EXCERPT:
Friday, June 24, 2022

Dana Schwartz' ANATOMY: A LOVE STORY

Adorable young love positively oozes from every crevice like maggots from a newly-exhumed corpse in podcaster Dana Schwartz' first historical novel. If that seems an unkind, unappealing or unromantic comparison to make, Anatomy: A Love Story might not be for you. But if you're a reader of my blog, that's probably not an issue, is it?

Anyway.

Let's take a moment, first and foremost, to talk about the perfection of this book cover, in which the skirts of our Georgian era heroine are carefully arranged to depict an anatomically accurate-for-being-done-in-textile human heart. Our heroine being a very young woman of the nobility* who wants with all of her (metaphorical) heart to become a surgeon. Not a physician, whose hands are rarely dirtied and who mostly exists to supply different varieties of opium to the well-heeled, but a surgeon. You know, the kind that hacks off diseased limbs and cuts gouty old men for "The Stone" and whatnot. As I said, this book cover is perfection. Chef's kiss. No notes.

Our heroine, Hazel Sinnet, has grown up in an honest-to-goodness Scottish castle, largely unsupervised because she doesn't matter to the family's fortunes so long as she sticks to their plan for her from birth: marry her first cousin, the son of her mother's brother, who is a Viscount. Until then, she's on her own, set to amuse and educate herself. In her father's library. Which is full of old and out-of-date but still fascinating books on medicine and natural history. Well, I mean, really.

RECORDS PROVIDED:

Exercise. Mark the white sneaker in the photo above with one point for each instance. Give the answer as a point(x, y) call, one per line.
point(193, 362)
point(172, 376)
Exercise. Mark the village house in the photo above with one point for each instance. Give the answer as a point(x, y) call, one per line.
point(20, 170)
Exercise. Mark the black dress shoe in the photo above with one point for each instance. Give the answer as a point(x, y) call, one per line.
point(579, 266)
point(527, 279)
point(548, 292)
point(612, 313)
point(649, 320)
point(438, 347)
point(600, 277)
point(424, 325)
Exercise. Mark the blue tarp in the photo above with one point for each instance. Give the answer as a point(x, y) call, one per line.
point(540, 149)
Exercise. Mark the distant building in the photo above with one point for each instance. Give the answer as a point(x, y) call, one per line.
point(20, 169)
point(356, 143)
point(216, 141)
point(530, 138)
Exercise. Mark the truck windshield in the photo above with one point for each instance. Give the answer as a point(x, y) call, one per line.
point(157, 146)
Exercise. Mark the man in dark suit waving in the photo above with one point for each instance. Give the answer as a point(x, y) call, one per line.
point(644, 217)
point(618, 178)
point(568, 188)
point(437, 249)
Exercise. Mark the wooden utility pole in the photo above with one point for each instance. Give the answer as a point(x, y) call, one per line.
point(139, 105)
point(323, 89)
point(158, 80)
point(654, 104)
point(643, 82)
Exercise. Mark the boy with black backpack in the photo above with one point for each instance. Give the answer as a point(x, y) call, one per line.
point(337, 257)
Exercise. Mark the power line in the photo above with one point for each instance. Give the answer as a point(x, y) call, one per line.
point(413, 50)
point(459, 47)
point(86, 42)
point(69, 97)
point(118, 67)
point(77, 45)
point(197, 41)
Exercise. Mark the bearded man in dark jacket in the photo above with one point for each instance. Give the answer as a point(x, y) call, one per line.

ACTION ITEM: Pick up the blog review of Anatomy: A Love Story after its last sentence and carry it forward in the same voice.

ANSWER FOR THIS EXERCISE:
Plus, young Hazel is definitely one of us, as she demonstrates in her reaction to her lady's maid's suggestion that she take a break from her studies and go out and let society see her in a fashionable Edinburgh park, for which she might perhaps take a book. One book!:
One book? One book? Now you're being absurd. What if I finish it? Or what if I find it impossibly dull, what then? What am I supposed to read if I either complete the book I brought or I otherwise discover it to be unreadable? Or what if it no longer holds my attention? Someone could spill tea on it. There. Think of that. Someone could spill tea on my one book, and then I would be marooned. Honestly, Iona, you must use your head.

Life was so different and difficult before ebooks let us tote about a hrair books at all times, was it not? For the record, she ends up taking three books, two medical texts and a brand new novel by an unknown author, simply credited as "A Lady" - Sense and Sensibility. Well, of course it's that one.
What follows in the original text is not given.